== DATA SUPPLIED ==
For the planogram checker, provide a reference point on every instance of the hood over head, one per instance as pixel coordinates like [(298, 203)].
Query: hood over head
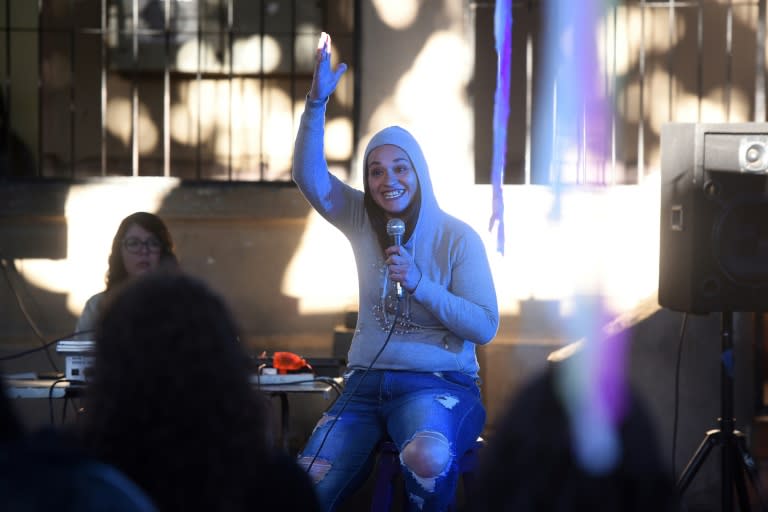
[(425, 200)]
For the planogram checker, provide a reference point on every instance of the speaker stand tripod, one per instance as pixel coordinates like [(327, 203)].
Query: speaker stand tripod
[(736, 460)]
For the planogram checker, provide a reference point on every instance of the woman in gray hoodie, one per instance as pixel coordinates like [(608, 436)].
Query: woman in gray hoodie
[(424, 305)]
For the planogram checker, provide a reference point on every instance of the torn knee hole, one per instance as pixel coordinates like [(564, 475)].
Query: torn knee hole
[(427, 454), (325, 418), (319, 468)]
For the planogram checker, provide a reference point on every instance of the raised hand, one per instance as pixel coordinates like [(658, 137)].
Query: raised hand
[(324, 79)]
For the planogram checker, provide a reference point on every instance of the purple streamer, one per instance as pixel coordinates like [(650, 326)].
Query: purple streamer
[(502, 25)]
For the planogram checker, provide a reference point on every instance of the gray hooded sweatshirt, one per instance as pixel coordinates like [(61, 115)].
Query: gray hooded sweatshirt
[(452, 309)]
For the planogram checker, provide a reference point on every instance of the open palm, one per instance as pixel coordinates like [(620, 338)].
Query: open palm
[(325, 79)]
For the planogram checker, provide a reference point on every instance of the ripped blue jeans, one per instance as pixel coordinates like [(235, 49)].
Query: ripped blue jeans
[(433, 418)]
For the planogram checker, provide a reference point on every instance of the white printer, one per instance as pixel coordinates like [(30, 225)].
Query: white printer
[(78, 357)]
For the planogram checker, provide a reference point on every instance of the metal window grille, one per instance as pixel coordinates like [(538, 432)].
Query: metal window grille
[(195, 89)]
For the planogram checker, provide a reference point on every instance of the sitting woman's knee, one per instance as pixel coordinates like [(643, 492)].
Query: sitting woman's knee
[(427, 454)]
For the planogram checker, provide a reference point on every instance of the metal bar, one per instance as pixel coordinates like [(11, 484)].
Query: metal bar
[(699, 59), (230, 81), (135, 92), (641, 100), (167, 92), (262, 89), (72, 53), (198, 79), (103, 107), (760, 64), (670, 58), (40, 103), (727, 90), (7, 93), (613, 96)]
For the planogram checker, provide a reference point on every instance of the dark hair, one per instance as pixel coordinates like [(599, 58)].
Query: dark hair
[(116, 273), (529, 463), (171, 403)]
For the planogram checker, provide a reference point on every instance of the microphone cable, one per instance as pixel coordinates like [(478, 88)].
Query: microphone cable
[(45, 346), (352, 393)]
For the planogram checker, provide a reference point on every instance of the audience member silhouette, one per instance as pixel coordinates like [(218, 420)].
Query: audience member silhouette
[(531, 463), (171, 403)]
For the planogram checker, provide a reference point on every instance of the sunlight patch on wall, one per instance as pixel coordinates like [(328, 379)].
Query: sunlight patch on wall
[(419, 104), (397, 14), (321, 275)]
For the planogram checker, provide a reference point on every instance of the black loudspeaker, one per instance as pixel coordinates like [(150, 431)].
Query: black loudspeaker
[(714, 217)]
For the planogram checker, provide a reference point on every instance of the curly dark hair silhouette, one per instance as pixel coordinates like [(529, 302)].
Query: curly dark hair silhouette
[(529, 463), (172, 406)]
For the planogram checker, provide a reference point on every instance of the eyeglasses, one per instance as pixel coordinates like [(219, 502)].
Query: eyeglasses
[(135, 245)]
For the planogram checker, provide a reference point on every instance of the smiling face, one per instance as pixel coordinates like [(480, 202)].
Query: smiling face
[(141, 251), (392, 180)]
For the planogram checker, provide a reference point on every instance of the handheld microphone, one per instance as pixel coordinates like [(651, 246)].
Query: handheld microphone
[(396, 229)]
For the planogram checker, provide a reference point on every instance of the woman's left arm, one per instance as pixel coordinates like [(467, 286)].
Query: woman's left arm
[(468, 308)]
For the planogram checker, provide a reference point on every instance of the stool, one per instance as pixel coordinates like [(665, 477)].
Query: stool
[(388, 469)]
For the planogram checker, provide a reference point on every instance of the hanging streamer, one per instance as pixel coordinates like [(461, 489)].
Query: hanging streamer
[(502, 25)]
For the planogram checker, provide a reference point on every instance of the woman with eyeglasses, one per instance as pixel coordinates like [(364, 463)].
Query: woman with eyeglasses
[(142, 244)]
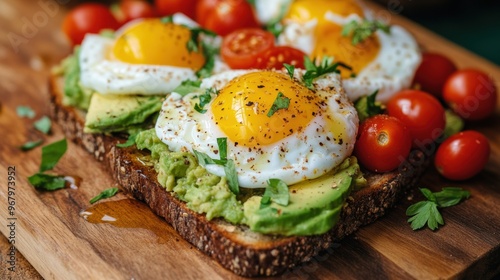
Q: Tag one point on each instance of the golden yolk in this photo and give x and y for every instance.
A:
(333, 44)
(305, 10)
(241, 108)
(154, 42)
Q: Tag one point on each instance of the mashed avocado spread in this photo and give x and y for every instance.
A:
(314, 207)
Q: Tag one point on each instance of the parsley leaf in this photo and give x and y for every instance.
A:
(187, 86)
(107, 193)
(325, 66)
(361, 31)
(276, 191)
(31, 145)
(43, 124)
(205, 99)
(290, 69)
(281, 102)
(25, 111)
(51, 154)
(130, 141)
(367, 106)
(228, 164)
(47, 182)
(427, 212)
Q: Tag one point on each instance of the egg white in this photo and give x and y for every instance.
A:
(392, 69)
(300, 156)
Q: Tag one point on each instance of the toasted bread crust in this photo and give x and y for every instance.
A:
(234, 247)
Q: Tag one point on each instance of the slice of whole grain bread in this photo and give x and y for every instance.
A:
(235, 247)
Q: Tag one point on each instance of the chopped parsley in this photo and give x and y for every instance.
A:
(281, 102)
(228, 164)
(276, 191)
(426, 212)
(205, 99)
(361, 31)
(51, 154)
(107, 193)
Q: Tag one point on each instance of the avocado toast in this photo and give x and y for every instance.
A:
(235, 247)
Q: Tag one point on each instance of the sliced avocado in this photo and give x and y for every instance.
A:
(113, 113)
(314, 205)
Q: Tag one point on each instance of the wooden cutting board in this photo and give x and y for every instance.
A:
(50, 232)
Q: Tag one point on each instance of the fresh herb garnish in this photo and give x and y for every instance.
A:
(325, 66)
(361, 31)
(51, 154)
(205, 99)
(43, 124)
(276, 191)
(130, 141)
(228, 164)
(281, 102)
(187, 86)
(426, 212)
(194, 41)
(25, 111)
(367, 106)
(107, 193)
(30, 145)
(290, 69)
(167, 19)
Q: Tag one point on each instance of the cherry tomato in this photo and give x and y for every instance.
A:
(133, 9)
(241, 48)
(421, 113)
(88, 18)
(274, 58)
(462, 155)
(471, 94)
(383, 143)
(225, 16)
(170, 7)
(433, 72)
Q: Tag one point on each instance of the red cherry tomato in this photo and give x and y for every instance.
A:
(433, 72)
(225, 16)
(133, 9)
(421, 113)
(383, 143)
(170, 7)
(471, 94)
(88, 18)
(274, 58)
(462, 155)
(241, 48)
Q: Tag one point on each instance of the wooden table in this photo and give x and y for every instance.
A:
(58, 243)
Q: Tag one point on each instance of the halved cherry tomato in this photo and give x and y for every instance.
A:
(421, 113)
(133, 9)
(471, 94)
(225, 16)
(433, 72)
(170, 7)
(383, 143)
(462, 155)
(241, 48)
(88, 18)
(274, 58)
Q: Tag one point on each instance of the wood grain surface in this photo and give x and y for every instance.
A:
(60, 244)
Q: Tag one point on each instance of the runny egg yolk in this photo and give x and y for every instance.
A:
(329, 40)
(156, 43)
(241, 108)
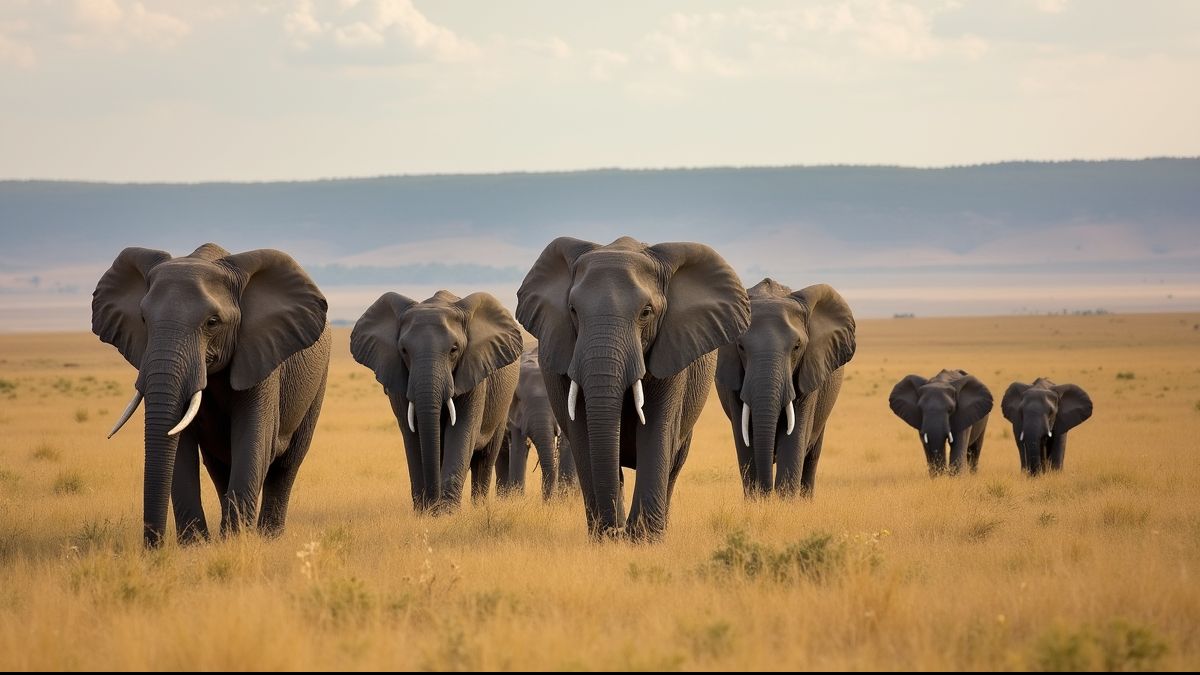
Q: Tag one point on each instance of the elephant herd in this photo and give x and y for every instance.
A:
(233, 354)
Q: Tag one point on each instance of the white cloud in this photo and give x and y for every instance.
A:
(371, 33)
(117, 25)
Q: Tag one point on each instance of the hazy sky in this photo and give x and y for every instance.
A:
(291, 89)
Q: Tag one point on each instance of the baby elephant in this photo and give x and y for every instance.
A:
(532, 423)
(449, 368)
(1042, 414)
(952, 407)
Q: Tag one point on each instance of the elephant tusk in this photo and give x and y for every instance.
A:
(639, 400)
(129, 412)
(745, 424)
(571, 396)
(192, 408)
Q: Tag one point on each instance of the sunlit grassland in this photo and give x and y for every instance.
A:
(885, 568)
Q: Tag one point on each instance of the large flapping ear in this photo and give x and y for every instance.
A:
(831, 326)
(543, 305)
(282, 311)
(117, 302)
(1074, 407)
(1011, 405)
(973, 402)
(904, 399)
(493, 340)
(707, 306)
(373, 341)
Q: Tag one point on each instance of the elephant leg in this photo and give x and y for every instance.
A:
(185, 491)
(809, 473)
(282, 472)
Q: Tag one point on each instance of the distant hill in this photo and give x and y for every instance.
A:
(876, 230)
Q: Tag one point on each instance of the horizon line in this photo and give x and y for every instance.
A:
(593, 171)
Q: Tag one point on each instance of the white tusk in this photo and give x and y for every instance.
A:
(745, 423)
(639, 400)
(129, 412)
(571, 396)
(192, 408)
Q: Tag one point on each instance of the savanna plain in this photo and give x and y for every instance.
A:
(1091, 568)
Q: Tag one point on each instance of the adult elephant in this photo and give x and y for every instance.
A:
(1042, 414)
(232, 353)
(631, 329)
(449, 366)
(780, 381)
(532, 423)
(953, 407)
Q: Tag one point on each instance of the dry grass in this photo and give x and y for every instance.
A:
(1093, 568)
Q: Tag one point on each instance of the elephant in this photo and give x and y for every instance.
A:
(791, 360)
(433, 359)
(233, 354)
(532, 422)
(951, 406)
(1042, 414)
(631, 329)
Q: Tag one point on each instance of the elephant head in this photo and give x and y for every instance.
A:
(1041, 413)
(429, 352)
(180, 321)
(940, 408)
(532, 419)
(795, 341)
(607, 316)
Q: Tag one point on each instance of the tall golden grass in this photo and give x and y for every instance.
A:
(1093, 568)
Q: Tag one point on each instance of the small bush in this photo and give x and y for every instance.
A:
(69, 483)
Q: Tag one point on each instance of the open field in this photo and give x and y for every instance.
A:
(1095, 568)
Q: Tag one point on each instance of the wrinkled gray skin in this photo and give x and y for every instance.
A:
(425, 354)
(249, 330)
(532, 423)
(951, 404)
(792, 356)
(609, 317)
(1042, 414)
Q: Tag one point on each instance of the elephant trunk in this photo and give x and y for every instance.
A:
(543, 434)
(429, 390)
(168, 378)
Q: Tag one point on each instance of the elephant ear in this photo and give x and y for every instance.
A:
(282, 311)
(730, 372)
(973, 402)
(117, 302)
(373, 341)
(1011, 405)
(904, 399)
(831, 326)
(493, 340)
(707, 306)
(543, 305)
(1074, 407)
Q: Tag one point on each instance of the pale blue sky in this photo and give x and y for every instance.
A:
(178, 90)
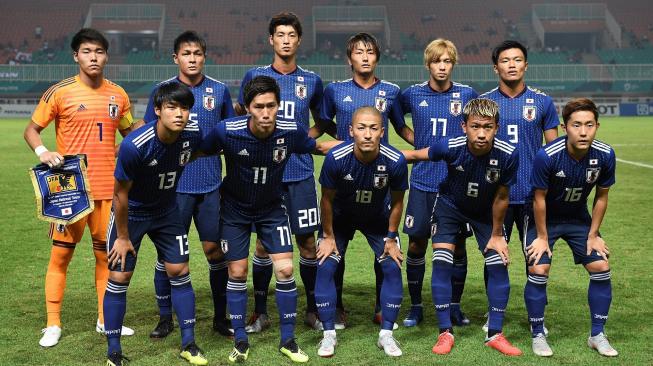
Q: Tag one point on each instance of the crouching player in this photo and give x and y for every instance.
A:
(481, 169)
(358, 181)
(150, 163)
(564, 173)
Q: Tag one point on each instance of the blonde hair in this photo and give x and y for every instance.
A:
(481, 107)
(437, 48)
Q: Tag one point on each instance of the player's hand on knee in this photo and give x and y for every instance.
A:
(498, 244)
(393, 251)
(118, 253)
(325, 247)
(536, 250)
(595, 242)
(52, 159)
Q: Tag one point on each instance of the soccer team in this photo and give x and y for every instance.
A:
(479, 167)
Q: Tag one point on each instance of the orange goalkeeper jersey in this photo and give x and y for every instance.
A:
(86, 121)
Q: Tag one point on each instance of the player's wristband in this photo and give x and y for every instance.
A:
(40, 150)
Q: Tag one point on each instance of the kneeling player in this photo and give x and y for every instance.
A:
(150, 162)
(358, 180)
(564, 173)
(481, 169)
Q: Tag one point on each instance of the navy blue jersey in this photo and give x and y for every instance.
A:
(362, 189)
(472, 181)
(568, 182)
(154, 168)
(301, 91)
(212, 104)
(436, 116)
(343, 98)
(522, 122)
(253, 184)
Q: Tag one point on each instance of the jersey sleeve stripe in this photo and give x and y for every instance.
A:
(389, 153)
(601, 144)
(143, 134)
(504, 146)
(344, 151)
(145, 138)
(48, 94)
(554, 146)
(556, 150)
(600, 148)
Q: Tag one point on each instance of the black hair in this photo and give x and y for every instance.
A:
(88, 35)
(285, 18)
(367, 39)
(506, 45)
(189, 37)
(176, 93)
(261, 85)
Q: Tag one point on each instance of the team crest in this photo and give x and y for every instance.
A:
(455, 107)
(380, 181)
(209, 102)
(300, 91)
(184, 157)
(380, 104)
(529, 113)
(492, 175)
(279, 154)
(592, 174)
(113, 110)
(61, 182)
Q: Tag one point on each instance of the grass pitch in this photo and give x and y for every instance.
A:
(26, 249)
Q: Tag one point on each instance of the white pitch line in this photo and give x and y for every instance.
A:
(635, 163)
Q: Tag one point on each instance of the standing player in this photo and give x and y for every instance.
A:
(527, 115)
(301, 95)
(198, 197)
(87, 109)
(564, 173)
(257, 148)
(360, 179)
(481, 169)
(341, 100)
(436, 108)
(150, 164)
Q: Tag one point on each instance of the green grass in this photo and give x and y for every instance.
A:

== EXERCISE DIRECTIONS ==
Find every line of the data that includes the string "parsley". Copy each of those lines.

== RESULT FOR THIS EXERCISE ==
Q: Tag one point on each instance of the parsley leaf in this photo and give x and y for every instance.
Q: Tag one point on each instance of the chopped parsley in this photo and give x and y for every instance.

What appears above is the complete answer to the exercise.